======== Entries
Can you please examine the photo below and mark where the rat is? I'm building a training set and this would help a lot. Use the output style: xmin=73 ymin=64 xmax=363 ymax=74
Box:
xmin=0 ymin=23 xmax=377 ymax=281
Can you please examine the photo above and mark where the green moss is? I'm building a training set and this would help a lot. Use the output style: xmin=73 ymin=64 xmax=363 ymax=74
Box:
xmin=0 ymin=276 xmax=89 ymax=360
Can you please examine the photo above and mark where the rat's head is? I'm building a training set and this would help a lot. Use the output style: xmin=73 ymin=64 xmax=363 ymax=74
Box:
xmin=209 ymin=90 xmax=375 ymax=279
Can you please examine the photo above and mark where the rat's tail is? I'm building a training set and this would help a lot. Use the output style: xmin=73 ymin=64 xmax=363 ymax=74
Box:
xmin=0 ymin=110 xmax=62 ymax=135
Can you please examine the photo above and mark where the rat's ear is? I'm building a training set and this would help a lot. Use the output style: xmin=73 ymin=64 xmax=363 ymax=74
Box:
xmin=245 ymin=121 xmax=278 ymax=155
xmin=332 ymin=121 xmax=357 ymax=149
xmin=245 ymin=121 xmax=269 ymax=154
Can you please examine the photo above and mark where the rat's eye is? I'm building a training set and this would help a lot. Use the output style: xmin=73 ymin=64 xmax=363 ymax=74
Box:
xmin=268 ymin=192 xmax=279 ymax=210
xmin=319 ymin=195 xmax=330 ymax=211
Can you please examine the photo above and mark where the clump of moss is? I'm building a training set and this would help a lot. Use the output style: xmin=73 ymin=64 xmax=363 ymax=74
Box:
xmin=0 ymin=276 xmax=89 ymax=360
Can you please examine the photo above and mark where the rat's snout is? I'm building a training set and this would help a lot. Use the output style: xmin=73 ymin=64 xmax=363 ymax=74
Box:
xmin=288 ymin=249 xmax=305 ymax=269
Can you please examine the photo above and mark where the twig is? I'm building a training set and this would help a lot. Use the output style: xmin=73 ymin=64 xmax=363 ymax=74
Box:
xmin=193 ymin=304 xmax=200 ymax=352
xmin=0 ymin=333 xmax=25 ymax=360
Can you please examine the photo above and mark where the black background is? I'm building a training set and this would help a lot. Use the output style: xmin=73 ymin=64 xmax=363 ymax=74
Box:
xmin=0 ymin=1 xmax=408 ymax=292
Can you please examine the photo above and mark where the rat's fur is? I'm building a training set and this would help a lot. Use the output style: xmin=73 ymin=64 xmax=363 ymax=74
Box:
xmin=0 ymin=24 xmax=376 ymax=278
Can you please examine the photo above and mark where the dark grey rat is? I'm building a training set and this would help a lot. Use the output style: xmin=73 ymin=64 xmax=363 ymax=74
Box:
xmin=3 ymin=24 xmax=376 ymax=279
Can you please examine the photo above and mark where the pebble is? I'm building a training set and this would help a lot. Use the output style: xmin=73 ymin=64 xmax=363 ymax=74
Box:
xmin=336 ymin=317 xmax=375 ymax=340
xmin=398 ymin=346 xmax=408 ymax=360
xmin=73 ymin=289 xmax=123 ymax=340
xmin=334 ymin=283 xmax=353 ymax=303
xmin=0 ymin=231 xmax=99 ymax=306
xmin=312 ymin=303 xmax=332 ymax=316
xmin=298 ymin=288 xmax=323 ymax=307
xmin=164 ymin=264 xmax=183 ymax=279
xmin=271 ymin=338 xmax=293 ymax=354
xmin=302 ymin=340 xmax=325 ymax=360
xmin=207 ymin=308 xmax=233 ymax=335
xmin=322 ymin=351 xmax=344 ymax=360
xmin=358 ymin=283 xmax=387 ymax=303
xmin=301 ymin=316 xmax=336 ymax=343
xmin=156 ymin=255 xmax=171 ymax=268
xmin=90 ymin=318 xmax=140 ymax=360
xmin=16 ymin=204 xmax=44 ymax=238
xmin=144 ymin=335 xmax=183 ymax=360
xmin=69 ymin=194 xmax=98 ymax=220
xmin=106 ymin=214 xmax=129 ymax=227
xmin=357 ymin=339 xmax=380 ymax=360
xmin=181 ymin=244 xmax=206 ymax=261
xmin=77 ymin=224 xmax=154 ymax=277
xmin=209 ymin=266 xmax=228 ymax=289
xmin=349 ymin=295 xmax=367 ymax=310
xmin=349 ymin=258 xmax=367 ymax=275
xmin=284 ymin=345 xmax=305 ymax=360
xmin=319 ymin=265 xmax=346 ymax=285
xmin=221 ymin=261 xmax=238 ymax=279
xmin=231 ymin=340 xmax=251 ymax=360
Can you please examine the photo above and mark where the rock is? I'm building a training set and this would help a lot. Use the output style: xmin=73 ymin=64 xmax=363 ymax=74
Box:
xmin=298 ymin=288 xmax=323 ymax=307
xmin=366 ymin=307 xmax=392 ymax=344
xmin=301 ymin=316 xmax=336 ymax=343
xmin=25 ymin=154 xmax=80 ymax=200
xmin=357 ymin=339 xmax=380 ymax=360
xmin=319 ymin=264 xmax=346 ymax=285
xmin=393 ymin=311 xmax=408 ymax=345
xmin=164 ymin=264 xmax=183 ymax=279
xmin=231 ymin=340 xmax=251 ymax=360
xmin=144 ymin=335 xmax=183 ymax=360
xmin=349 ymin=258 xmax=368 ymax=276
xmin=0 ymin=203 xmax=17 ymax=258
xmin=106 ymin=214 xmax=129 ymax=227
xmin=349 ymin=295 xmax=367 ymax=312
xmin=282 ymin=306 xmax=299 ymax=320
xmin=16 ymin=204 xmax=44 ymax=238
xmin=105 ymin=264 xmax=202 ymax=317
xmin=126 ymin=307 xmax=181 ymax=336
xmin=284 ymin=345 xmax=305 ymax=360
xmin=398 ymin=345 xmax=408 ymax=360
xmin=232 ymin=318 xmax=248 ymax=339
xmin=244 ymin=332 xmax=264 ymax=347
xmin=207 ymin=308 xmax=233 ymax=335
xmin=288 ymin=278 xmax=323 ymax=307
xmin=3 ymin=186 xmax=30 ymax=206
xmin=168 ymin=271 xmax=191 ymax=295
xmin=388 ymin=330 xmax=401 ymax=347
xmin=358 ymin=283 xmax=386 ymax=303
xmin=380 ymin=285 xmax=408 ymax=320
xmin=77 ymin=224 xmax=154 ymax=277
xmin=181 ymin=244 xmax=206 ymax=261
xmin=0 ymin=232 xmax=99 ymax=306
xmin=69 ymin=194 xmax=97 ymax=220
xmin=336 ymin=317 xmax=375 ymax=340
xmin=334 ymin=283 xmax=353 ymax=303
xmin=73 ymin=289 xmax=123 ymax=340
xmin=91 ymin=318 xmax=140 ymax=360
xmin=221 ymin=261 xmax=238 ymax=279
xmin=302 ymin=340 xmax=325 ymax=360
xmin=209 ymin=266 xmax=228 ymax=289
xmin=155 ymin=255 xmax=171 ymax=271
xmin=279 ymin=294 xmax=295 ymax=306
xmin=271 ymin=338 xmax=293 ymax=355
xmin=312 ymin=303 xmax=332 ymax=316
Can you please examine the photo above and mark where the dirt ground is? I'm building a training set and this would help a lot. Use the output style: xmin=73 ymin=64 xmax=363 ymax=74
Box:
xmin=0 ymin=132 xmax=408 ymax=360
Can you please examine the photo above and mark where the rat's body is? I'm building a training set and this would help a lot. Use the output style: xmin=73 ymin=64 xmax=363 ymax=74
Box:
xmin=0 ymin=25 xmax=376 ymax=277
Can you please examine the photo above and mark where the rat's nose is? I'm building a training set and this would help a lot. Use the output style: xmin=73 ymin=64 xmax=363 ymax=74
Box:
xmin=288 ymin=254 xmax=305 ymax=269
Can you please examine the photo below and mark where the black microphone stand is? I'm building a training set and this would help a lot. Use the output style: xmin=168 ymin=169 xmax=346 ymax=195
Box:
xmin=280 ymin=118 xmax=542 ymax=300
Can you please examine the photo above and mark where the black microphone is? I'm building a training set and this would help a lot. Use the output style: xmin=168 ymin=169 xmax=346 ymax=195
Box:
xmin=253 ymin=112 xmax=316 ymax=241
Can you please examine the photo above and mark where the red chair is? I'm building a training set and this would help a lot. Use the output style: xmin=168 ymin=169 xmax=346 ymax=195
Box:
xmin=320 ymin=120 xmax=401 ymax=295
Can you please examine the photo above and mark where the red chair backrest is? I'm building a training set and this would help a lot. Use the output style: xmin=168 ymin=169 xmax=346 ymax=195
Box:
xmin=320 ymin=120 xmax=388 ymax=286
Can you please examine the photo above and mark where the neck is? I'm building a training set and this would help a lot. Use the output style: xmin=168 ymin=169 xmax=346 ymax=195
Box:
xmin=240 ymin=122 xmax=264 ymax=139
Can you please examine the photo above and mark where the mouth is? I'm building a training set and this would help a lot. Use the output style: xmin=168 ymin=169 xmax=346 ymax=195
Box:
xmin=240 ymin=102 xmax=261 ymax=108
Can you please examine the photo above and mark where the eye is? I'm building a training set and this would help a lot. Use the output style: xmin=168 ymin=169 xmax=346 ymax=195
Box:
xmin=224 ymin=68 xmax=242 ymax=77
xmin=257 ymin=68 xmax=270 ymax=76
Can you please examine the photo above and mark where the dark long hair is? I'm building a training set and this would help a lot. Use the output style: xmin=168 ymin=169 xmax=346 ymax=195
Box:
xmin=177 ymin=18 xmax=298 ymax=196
================
- The task
Render the records starting at the line containing "where the green" and ending at the line containing "xmin=0 ymin=110 xmax=62 ymax=135" as a two-column CSV with columns named text and answer, one row per record. Put each field in double quotes and replace any line breaks inside a field with spaces.

- Result of the task
text,answer
"Can you please examine the photo above and mark where the green moss is? I'm building a training set and this would help a lot. Use the output style: xmin=73 ymin=64 xmax=363 ymax=74 Box:","xmin=0 ymin=276 xmax=89 ymax=360"
"Can you please examine the photo above and mark where the rat's head is? I'm building a training set and this would help a lot. Use the output style: xmin=73 ymin=64 xmax=363 ymax=74 Box:","xmin=209 ymin=90 xmax=375 ymax=279"
"Can you please examine the photo above and mark where the rat's tail is? I'm building a training set and this would help a lot. Use the output style: xmin=73 ymin=64 xmax=363 ymax=74 Box:","xmin=0 ymin=110 xmax=62 ymax=135"